TASKS AND EXERCISES:
1. Write out the part of the Firebird optimizer thread that opens with the words containing "Above query is" and closes with "for OR booleans.", copying it word for word.
2. Carry the Firebird optimizer thread forward from its last sentence.

EXCERPTED PASSAGE:
Re: [Firebird-devel] deprecate PLANs was Re: Garbage in error

SourceForge Headquarters 1320 Columbia Street Suite 310 San Diego, CA 92101 +1 (858) 422-6466

Hi Jim,

> >In my memory, the IB optimizer never worked properly during the last 8
> >years. Now this is the worst optimization code in the industry, perhaps
> >except MySQL. If you want it to be fixed (read: rewritten from scratch), you
> >should be prepared for a very long testing period.

> I don't think this is true, and I'm quite sure not enough is known to
> even evaluate it's truth.

Well, i'm sure the optimizer didn't choose the right indexes in many cases.

> The optimizer has two phases.  The first is join order selection, the
> second is actual generation of the RSB tree.  Given the intermediate
> bitmap implementation of the indexes, there are very few subtleties in
> the second phase.  The problems, to the best of my knowledge, are all in
> the first phase.

Not only in the first phase also in the second phase.
As you wish some examples :

CREATE TABLE Relations (
  RelationID INT NOT NULL PRIMARY KEY
);

CREATE TABLE Categories (
  CategoryID INT NOT NULL PRIMARY KEY
);

CREATE TABLE RelationCategories (
  RelationID INT NOT NULL,
  CategoryID INT NOT NULL,
  PRIMARY KEY (RelationID, CategoryID),
  FOREIGN KEY (RelationID) REFERENCES Relations (RelationID),
  FOREIGN KEY (CategoryID) REFERENCES Categories (CategoryID)
);

SELECT
  Count(*)
FROM
  Relations r
  JOIN RelationCategories rc ON (rc.RelationID = r.RelationID)
WHERE
  rc.CATEGORYID IN (1, 4)

The above query will never use fully the compound primary key while it would be possible.
Also a compound index was preferred above a single index, because it often had a better selectivity,
but this is only true when every segment it is matched with a equal.

SELECT
  Count(*)
FROM
  Relations r
WHERE
  r.RelationID = 1 and
  r.RelationID > 1

Above query is a silly example, but with complex views and automatic generated queries you could
have the same fields with different comparisons. A equal comparison should be prefered, but this
wasn't the case.

SELECT
  Count(*)
FROM
  Relations r
WHERE
  r.FieldX STARTING WITH 'aa'

If more there were more indexes with FieldX as first segment all these indexes were choosen for the
comparison. The same was true for OR booleans.
And this problem was there also for IS NULL comparisons.

These are just some examples of what was wrong.

> There are two approaches to join order optimization, cost based and
> heuristic based.  Cost based means you estimate the costs various
> alternatives and pick the cheapest.  Heuristic based means you have a
> bunch of rules which, when applied, determine the join order.

> Just about everyone is born believing that the heuristic approach is
> clearly superior.  Any exposure to AI amplfies this belief.  The belief
> generally lasts up to the point where you're asked to optimize a 17 way
> join.

[Dataset excerpts on object pointing]
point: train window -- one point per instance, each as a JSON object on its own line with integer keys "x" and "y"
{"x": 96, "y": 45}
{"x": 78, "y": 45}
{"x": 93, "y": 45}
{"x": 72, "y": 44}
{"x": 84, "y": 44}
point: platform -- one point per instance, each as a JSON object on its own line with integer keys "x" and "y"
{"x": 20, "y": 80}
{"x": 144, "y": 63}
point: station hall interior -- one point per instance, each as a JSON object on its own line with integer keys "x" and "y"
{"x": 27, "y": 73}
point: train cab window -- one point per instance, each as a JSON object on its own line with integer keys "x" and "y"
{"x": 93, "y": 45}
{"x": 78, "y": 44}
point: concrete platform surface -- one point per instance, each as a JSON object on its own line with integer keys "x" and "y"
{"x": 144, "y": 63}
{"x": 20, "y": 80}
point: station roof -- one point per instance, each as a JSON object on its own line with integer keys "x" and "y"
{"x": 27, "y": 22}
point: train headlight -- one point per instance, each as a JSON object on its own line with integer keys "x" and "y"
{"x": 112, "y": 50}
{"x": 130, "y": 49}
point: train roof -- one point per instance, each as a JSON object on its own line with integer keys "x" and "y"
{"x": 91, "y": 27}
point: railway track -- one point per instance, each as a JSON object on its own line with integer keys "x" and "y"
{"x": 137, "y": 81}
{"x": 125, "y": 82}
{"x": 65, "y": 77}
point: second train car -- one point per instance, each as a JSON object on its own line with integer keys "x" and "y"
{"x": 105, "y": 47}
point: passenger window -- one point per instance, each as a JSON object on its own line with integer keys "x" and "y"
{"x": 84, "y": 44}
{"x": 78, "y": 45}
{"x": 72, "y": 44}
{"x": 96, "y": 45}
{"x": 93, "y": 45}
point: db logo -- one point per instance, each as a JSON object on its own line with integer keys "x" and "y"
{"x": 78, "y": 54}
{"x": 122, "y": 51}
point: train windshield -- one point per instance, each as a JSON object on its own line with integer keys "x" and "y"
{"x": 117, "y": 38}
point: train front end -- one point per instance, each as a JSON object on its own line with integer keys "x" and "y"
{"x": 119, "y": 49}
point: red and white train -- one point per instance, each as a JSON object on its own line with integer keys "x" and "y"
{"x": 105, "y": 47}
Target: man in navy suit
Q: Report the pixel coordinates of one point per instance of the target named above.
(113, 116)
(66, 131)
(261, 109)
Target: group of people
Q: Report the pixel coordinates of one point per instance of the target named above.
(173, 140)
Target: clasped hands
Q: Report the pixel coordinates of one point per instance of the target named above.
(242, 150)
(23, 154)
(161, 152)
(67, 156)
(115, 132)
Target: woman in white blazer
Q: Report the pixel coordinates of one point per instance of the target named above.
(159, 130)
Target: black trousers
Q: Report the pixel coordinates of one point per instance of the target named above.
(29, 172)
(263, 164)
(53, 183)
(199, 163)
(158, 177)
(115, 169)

ANSWERS TO THE PROBLEMS:
1.
Above query is a silly example, but with complex views and automatic generated queries you could
have the same fields with different comparisons. A equal comparison should be prefered, but this
wasn't the case.

SELECT
  Count(*)
FROM
  Relations r
WHERE
  r.FieldX STARTING WITH 'aa'

If more there were more indexes with FieldX as first segment all these indexes were choosen for the
comparison. The same was true for OR booleans.

2.
> The Interbase optimizer was originally a pure cost based optimizer.  It
> stayed pure until a customer reported that a 17 way join only took a few
> seconds -- no problem there -- but the optimization took 12.5 hours.  At
> that point (actually shortly thereafter) the optimizer because cost
> based with tree pruning.  The optimizer always starts by considering
> paths with the unique indexes up front.  It also remembers the best
> cost.  At every point in the permutation tree walk it estimates the best
> case cost of the subtree, and if this exceeds the current best
> permutation, it gives up on the remaining sub-tree.  It uses heuristics,
> but only to prune the search tree.

As you said there is a heuristic part in the join order and this causes that for some queries
interesting join orders are not calculated. I'm investigating if there's no way to turn it into a
better calculation. The big problem still remains that trying out all combinations is to expensive.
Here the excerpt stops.